DATA SUPPLIED
______________________________
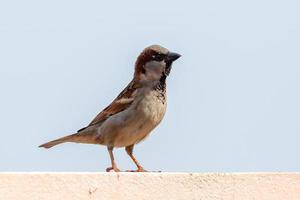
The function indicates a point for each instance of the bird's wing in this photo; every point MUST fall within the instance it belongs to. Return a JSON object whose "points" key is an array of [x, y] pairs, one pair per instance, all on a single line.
{"points": [[123, 101]]}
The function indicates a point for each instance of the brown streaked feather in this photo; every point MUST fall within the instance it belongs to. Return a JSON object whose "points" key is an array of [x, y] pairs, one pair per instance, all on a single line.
{"points": [[123, 101]]}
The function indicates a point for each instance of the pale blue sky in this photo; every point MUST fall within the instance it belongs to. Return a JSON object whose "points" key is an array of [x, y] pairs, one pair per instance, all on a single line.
{"points": [[233, 97]]}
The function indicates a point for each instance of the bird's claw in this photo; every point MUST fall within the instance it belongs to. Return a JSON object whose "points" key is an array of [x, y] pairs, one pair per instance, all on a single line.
{"points": [[112, 169], [137, 170]]}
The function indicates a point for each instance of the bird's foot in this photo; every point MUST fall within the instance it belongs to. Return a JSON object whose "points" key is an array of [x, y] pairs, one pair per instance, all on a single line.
{"points": [[112, 169], [140, 169]]}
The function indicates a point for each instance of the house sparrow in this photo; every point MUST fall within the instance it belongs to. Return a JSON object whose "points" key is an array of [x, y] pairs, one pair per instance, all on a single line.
{"points": [[137, 110]]}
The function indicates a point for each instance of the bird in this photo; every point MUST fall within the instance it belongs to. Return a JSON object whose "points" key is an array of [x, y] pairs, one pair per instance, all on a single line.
{"points": [[135, 112]]}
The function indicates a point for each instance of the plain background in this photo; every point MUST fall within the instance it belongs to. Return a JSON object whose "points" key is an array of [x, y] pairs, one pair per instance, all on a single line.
{"points": [[233, 96]]}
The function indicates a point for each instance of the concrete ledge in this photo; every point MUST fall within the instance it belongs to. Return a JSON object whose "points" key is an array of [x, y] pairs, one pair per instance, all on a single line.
{"points": [[207, 186]]}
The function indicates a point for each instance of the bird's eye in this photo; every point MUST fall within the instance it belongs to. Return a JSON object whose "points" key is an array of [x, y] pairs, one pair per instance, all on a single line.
{"points": [[158, 57]]}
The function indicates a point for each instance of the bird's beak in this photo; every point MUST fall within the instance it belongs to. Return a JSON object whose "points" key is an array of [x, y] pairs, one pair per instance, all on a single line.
{"points": [[172, 56]]}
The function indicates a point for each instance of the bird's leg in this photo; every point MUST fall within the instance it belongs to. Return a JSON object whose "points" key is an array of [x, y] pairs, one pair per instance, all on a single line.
{"points": [[129, 150], [113, 164]]}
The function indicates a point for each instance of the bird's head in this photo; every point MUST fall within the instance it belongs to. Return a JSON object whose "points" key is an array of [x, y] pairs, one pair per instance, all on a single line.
{"points": [[154, 63]]}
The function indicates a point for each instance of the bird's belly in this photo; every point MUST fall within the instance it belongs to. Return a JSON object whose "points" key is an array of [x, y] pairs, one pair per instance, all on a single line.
{"points": [[132, 125]]}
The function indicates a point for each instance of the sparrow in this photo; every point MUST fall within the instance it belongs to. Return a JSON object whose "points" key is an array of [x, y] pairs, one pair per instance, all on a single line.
{"points": [[136, 111]]}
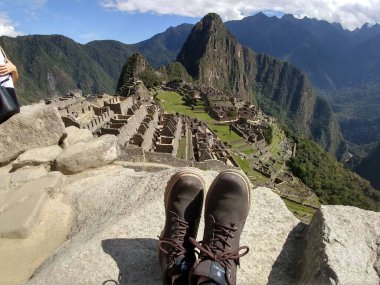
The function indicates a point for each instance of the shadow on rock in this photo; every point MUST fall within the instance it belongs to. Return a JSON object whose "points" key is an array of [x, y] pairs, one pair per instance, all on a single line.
{"points": [[286, 268], [137, 260]]}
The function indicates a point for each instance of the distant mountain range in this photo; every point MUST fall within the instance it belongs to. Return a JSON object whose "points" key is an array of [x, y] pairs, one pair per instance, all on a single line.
{"points": [[344, 66], [370, 166]]}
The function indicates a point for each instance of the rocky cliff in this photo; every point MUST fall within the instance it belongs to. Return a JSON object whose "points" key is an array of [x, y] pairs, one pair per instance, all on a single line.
{"points": [[215, 58], [82, 227]]}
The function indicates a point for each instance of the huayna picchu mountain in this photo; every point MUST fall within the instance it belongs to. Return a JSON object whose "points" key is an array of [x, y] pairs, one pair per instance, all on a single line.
{"points": [[213, 56], [370, 166]]}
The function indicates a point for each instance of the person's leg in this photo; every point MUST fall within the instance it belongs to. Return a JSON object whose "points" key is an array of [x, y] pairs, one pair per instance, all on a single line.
{"points": [[12, 92], [183, 207], [226, 209]]}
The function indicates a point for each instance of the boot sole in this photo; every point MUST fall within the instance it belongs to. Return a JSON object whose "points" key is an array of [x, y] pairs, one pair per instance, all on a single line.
{"points": [[242, 176], [174, 179]]}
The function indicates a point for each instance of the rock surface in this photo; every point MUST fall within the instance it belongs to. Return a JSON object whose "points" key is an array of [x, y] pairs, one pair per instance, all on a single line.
{"points": [[20, 209], [35, 126], [75, 135], [5, 177], [84, 155], [342, 247], [20, 257], [118, 220], [38, 156], [25, 174]]}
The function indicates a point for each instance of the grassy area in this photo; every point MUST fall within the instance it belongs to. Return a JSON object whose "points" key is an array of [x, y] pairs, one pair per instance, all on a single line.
{"points": [[172, 103], [302, 212]]}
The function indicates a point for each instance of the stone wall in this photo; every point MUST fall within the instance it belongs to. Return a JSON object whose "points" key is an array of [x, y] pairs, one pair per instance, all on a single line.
{"points": [[177, 137], [135, 154], [149, 133], [132, 126], [119, 105]]}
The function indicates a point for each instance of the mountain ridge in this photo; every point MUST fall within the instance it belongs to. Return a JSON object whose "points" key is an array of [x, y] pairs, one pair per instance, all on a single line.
{"points": [[214, 57]]}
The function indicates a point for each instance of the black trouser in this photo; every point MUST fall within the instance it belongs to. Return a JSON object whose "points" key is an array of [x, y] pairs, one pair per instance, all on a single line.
{"points": [[12, 92]]}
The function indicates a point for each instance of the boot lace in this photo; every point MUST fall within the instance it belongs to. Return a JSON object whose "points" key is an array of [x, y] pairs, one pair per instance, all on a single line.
{"points": [[176, 242], [215, 250]]}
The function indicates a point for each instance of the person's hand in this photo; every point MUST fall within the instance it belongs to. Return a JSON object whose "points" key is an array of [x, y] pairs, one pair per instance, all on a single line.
{"points": [[7, 68]]}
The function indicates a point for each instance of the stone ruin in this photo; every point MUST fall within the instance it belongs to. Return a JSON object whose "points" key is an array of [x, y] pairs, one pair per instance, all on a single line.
{"points": [[168, 134], [135, 88], [207, 146]]}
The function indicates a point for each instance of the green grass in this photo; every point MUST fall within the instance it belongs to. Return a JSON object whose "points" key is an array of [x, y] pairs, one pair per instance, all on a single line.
{"points": [[172, 102], [302, 212]]}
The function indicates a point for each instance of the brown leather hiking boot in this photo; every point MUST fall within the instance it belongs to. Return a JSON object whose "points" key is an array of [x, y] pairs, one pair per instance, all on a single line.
{"points": [[183, 207], [226, 209]]}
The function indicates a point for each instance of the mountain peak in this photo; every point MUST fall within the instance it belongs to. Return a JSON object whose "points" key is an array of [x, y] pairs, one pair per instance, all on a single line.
{"points": [[210, 21]]}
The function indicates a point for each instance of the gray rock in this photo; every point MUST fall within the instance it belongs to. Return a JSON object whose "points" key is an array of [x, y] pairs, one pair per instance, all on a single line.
{"points": [[342, 247], [75, 135], [38, 156], [35, 126], [5, 178], [27, 173], [84, 155], [21, 208], [20, 220], [119, 219]]}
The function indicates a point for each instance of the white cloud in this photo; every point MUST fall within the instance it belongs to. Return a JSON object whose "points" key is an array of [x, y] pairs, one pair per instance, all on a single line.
{"points": [[350, 13], [7, 28]]}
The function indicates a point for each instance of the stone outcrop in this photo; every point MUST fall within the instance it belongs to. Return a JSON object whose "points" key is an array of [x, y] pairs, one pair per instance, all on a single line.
{"points": [[20, 209], [84, 155], [38, 156], [35, 126], [75, 135], [25, 174], [342, 247], [111, 242]]}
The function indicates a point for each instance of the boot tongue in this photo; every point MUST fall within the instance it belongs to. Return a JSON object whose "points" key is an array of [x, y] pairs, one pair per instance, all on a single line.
{"points": [[180, 266], [211, 270]]}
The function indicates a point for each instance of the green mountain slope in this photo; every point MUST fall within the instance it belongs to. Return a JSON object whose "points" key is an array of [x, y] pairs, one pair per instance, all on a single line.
{"points": [[50, 65], [214, 57], [369, 168]]}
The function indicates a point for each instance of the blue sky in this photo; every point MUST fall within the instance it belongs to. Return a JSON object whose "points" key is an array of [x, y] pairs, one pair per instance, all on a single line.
{"points": [[86, 20], [131, 21]]}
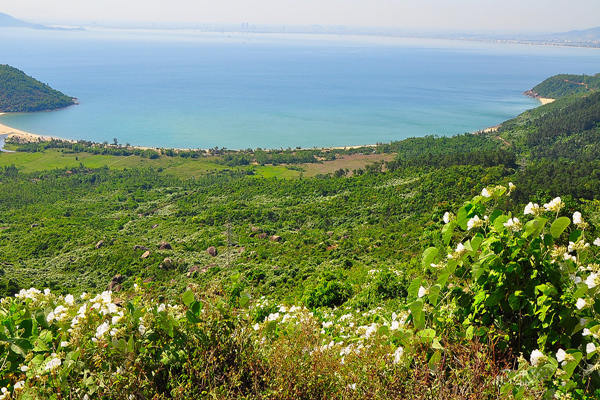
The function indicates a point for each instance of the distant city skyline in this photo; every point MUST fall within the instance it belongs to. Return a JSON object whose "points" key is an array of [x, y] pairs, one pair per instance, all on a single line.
{"points": [[423, 15]]}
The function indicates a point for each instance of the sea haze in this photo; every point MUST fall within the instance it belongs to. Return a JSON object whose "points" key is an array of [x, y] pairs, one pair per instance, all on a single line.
{"points": [[198, 90]]}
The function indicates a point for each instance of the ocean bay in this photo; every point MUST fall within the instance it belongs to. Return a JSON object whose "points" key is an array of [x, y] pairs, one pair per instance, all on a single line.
{"points": [[198, 90]]}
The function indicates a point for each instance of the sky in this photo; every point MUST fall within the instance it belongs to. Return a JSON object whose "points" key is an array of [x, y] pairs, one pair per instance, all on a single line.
{"points": [[425, 15]]}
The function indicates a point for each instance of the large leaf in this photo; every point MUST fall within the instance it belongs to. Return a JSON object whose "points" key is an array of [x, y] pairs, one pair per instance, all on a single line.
{"points": [[428, 256], [559, 226], [416, 310]]}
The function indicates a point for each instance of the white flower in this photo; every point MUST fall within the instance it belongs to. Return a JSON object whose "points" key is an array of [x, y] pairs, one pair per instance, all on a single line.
{"points": [[532, 209], [50, 317], [513, 224], [592, 280], [586, 332], [560, 355], [69, 299], [474, 222], [53, 364], [446, 217], [536, 357], [398, 355], [590, 348], [102, 329], [577, 219], [555, 205]]}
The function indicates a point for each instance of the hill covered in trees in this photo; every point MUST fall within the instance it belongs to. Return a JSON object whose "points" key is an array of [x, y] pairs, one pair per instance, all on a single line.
{"points": [[22, 93], [427, 276], [566, 85]]}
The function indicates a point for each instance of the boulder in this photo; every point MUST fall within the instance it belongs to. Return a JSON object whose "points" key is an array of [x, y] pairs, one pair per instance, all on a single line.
{"points": [[164, 246]]}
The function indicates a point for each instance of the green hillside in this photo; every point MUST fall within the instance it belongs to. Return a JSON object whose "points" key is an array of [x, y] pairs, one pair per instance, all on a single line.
{"points": [[565, 85], [450, 270], [22, 93]]}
______________________________
GIVEN REQUEST
Give again the lines from the line holding "The function indicates a point for each instance of the sky" through the close of the listing, both included, exactly as written and with nothing else.

CORRECT RESPONSE
The function indicates a point for each instance of the sky in this photo; every point MUST fall within the instance it belongs to. Return a JSON object whose "points" key is an array of [x, y] pairs, one pair per instance, all on a single line.
{"points": [[425, 15]]}
The function indicates a point for each instance of the large leaf in this photo; every point MUST fall within the instance it belongs to. Return a JSON object whose "points" key is an array of [x, y] pairs, one pair per instance, all on a single line.
{"points": [[428, 256], [559, 226], [416, 310]]}
The function indicates a point for each instance of the white flower in this photo; every point MUST fall within the instance it belongs to. Return a JSON object whose "points" key is an array of [x, y] pairs, one pair per instance, all on a single line.
{"points": [[532, 209], [50, 317], [513, 224], [592, 280], [586, 332], [560, 355], [69, 299], [474, 222], [53, 364], [446, 217], [536, 357], [398, 355], [590, 348], [102, 329], [577, 219], [555, 205]]}
The function indicates a point for each instance of the hill covered in trees in this photo; every point MUST fall within the instance it belongs to. Return a JSON object whose "points" key is an array of [x, y] pairs, one pair per instance, all on a single line.
{"points": [[22, 93], [427, 276], [566, 85]]}
The function indicates a point for each instance of the boulder in this photo; every point MUST fall within the instance it belongs to. Return a JSON object whose "points" key is an array of [x, y] pairs, one pair per instance, all on a single line.
{"points": [[164, 246]]}
The function indicates a point for each instance of the green hillside in this photo; every point MUST fall within the instance it belongs to. Return a JSON object whose "points" key is an array of [x, y] pairs, one pair per instance, all on a single line.
{"points": [[565, 85], [450, 270], [22, 93]]}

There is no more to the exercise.